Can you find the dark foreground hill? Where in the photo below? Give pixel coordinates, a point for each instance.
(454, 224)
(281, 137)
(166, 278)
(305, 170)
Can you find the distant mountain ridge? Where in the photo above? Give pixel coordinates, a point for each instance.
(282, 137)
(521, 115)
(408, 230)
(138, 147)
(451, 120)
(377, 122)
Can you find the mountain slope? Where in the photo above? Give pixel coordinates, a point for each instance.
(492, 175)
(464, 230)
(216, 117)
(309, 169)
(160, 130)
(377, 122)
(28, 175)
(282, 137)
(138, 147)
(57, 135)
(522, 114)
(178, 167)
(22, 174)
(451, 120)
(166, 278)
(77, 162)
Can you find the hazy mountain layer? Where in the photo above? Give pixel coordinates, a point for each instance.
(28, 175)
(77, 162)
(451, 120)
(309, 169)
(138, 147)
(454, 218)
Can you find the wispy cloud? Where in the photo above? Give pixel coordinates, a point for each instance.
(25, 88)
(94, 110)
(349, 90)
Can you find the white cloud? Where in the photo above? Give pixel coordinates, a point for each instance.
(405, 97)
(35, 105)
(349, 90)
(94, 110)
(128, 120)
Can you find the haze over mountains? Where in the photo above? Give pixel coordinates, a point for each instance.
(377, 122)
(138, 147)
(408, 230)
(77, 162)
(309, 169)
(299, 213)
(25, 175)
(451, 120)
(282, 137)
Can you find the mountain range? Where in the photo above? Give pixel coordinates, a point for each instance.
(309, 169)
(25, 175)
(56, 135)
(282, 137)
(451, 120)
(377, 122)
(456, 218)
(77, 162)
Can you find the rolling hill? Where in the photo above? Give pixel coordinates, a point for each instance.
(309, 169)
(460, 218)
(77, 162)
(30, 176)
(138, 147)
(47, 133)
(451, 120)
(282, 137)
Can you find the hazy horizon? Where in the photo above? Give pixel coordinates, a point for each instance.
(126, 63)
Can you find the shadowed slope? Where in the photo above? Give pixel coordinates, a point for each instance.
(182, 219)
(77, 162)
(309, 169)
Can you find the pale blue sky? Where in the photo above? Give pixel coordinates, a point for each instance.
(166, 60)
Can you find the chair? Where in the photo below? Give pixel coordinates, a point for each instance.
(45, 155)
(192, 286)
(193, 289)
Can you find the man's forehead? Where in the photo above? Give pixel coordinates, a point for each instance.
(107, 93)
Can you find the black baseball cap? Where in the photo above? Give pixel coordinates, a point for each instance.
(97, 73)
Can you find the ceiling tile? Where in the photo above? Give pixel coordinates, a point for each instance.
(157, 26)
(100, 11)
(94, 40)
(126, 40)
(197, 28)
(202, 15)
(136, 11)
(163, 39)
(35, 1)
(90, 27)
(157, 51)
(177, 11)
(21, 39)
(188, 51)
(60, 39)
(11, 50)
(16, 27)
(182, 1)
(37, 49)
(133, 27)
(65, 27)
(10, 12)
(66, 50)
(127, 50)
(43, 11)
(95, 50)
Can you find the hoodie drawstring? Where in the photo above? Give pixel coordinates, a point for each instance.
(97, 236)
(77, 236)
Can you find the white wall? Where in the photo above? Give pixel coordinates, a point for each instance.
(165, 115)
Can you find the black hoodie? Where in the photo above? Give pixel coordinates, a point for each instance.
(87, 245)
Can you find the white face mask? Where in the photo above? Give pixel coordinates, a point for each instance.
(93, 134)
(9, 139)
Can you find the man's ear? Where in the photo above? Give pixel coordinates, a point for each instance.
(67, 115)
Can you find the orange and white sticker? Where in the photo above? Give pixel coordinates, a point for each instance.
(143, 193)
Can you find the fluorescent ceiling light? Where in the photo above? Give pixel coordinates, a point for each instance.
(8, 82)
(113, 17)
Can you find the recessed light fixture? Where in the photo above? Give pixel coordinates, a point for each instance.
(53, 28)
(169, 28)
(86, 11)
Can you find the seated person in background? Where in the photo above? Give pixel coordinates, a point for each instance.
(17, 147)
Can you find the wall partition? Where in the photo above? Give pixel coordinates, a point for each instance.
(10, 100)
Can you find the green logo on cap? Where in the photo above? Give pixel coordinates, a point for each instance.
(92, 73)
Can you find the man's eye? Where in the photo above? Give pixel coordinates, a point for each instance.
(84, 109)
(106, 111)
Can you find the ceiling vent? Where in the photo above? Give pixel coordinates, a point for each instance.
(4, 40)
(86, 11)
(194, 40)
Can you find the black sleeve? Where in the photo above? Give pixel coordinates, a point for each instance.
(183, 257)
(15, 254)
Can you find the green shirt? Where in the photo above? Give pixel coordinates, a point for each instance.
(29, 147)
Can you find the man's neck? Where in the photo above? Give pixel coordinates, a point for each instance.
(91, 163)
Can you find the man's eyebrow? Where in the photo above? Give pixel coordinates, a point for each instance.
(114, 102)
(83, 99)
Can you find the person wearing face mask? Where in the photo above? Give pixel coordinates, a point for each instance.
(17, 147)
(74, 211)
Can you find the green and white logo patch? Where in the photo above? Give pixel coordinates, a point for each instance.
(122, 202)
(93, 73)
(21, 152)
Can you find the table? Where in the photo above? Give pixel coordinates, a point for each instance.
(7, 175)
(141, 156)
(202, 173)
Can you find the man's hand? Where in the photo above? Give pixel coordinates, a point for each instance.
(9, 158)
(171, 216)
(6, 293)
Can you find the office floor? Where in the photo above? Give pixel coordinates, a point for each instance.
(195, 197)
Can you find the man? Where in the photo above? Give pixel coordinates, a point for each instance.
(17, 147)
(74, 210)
* * *
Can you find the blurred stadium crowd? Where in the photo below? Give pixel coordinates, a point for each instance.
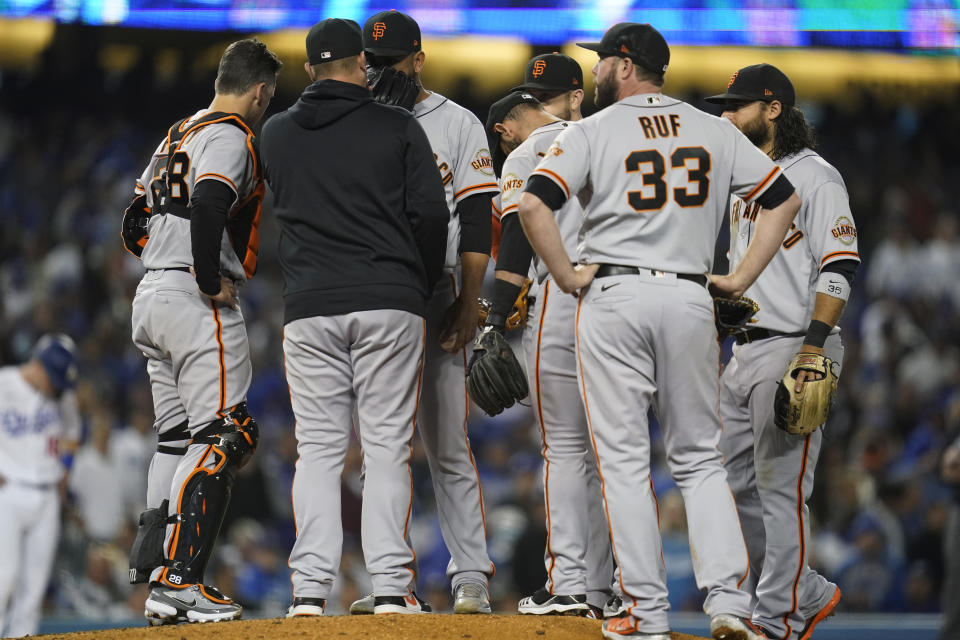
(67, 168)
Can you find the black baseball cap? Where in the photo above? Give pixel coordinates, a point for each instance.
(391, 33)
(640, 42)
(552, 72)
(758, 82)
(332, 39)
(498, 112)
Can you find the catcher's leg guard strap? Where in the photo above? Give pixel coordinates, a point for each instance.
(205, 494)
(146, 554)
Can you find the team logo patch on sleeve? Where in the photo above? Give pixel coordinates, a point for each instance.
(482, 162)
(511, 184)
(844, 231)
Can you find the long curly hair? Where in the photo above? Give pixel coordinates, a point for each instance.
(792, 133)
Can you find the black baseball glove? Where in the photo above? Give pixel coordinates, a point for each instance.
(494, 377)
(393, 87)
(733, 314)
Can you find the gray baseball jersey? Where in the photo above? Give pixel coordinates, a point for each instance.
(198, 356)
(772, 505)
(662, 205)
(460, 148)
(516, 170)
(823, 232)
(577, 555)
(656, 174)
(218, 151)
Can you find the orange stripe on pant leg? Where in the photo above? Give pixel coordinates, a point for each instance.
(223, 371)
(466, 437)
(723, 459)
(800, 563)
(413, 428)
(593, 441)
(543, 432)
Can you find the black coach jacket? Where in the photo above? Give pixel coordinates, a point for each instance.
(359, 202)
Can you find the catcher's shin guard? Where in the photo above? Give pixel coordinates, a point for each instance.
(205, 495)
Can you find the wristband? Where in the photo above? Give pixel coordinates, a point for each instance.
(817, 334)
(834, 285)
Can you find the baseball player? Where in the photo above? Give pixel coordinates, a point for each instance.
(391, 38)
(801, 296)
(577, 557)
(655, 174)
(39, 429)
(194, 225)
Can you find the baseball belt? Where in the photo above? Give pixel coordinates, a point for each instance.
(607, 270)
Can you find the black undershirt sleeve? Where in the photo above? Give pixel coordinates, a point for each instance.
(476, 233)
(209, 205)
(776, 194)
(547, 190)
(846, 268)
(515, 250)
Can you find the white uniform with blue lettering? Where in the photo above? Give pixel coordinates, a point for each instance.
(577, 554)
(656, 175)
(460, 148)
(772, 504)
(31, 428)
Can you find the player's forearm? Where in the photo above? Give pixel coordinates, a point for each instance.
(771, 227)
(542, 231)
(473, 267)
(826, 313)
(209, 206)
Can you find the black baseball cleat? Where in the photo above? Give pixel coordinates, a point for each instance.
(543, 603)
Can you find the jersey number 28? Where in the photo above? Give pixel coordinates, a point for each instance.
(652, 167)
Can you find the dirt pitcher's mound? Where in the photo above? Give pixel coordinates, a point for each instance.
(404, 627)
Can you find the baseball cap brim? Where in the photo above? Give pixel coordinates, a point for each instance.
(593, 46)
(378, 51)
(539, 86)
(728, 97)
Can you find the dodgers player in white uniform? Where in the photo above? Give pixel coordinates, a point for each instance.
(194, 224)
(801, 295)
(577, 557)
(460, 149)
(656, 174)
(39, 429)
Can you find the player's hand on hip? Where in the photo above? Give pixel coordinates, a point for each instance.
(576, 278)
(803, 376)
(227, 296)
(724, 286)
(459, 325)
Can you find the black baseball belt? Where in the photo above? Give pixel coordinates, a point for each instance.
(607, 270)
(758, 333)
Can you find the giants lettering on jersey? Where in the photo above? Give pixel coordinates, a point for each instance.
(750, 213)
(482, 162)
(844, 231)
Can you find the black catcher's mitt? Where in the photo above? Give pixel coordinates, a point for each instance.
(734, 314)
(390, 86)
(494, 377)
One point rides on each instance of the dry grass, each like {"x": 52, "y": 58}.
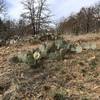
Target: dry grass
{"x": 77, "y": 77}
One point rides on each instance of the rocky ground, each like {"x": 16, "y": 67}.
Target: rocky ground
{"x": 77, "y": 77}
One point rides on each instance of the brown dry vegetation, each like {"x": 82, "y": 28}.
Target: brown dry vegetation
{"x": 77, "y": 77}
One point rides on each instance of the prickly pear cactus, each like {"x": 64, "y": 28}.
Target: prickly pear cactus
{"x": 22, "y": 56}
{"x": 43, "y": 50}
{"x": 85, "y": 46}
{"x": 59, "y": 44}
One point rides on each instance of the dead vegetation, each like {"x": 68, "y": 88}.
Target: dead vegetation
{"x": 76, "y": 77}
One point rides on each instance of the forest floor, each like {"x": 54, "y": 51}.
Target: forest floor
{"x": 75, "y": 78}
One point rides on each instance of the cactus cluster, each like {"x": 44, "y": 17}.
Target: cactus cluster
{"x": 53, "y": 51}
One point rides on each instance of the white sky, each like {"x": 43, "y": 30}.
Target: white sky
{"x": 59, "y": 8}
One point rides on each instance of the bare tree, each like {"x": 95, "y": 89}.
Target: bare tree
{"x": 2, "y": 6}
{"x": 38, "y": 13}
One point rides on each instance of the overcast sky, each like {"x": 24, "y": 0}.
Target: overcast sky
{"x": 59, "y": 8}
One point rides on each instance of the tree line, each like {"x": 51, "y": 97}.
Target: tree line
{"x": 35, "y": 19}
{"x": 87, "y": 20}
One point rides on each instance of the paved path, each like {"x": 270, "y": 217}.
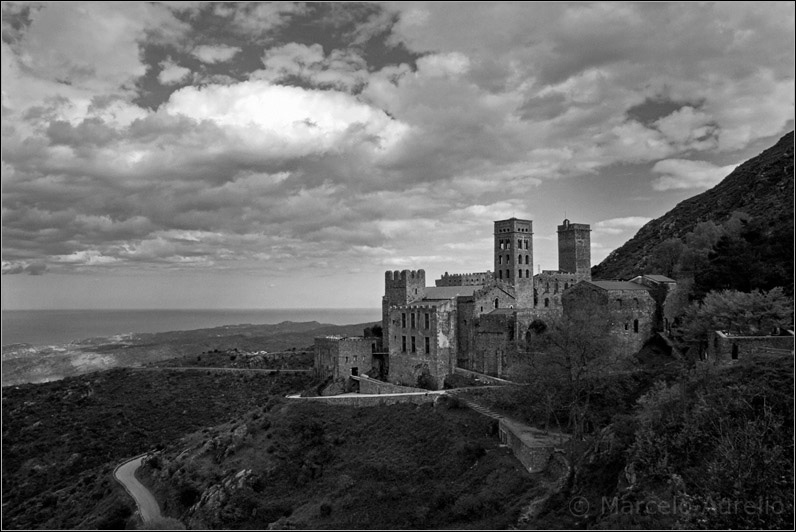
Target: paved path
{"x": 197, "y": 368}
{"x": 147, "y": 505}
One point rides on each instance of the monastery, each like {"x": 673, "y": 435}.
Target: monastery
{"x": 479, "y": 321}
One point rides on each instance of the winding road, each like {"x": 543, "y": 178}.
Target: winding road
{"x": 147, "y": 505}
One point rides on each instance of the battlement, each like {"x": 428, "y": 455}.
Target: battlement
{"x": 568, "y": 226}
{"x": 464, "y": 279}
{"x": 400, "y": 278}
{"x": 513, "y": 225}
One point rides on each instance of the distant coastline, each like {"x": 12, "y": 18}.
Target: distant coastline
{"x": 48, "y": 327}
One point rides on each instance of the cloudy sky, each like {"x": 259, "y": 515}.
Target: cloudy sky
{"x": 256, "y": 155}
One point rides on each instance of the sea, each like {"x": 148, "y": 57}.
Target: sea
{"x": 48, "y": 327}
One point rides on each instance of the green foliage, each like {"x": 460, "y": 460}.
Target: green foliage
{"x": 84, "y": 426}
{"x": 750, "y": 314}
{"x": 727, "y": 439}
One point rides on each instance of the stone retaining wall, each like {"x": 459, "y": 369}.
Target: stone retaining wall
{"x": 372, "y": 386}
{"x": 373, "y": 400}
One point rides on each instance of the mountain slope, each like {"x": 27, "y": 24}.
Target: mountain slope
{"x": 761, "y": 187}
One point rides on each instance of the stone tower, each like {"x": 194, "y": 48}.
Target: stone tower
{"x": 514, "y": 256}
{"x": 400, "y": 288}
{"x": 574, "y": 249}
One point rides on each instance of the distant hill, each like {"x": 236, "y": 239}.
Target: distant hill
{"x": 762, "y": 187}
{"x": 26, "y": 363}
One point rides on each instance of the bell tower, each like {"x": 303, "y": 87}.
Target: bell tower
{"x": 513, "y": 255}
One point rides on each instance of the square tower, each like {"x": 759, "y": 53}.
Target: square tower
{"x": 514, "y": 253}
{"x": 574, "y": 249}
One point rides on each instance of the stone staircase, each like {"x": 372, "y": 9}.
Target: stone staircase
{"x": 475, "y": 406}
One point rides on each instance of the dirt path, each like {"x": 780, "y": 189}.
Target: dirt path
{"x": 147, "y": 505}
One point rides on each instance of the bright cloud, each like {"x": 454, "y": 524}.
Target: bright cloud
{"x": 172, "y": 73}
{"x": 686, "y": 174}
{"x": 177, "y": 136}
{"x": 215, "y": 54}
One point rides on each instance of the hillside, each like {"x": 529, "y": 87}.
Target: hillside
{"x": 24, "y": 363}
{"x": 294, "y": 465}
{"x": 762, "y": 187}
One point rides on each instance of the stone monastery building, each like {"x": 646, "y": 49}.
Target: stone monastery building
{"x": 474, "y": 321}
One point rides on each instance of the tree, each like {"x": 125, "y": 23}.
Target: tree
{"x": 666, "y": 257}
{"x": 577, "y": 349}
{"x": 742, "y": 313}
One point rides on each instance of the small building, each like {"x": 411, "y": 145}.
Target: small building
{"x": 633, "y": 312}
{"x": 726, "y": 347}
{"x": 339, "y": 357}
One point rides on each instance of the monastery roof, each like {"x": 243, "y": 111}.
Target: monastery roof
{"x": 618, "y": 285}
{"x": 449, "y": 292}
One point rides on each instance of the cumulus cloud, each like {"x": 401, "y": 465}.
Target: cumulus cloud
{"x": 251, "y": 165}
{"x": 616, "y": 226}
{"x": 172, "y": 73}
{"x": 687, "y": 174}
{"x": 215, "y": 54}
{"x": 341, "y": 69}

[To be done] Report each line from the rows above that contains the word "uniform". Case counts.

[In response]
Can you find the white uniform with blue lettering? Where in the photo above? Give pixel coordinates, a point for each instance.
Can you find the dodgers player in white uniform? Where in the photo above? Give pixel coordinates, a point for each instance.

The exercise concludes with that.